Excerpts of bounding box data:

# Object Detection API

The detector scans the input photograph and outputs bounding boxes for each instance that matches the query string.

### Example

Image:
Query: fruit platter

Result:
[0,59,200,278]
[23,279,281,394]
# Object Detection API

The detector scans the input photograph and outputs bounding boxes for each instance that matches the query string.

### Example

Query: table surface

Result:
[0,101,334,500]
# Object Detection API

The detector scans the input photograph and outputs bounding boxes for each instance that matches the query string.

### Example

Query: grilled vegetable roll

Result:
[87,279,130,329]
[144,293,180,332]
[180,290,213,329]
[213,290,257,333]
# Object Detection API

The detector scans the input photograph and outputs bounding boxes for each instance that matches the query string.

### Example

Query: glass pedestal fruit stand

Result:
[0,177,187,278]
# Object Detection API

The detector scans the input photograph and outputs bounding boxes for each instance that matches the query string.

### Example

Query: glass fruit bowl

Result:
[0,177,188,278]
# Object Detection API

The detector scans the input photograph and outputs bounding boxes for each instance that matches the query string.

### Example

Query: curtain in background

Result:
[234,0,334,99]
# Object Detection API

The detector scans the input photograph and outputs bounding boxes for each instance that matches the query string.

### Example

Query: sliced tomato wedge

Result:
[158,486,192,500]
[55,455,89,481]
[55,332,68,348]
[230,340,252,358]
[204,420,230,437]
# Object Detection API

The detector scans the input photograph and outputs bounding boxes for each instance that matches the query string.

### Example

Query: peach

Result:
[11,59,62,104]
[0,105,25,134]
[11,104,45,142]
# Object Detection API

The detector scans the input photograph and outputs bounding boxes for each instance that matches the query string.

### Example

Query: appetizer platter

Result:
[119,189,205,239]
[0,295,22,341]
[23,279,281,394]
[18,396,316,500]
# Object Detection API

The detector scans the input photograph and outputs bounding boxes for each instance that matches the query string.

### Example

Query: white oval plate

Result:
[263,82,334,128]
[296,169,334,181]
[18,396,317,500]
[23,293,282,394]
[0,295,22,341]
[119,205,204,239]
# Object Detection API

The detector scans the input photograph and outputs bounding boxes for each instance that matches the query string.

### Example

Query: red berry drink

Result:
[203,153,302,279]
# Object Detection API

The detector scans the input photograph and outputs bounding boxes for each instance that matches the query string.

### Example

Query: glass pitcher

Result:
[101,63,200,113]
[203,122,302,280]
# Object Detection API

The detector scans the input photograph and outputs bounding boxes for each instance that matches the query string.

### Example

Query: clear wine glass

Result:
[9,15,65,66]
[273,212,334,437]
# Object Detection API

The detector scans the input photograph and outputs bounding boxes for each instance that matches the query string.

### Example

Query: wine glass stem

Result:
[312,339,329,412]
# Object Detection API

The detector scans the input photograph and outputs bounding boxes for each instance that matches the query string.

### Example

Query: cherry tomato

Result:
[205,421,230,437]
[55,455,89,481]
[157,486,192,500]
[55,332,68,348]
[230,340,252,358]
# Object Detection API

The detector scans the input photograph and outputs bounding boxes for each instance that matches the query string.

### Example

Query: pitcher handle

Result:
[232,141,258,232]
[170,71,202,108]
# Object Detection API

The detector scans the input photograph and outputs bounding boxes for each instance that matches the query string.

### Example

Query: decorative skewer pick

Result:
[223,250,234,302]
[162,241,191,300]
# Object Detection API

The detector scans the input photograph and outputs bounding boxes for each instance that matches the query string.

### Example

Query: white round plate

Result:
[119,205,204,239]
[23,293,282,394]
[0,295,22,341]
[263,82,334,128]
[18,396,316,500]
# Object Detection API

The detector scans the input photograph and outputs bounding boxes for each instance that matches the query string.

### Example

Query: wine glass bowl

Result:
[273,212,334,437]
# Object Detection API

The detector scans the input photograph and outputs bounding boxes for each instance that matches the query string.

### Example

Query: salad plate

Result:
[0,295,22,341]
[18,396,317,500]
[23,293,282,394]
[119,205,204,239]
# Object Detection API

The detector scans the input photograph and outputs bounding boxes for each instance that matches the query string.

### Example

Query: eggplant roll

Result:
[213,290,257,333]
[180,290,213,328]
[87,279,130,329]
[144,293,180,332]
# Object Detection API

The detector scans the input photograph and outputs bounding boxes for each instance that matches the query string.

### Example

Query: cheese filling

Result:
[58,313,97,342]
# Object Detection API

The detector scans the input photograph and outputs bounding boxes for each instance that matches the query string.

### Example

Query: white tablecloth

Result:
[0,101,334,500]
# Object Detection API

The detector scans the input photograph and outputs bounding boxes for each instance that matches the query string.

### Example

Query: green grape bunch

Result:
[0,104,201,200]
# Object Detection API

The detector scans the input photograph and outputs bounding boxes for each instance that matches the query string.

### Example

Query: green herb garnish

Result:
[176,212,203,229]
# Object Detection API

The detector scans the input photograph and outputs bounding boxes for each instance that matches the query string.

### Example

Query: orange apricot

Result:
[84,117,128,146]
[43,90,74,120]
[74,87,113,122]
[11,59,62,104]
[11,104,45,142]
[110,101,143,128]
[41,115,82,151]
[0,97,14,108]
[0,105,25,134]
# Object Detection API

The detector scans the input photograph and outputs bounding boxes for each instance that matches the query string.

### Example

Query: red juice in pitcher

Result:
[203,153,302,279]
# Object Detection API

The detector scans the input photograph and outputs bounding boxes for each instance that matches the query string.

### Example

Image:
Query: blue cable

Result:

Problem: Pick out every line in the records above that contains the word "green", and copy each one. Matches must have the same uppercase and lowercase letters.

Exercise result:
Query: green grape bunch
Query: green herb garnish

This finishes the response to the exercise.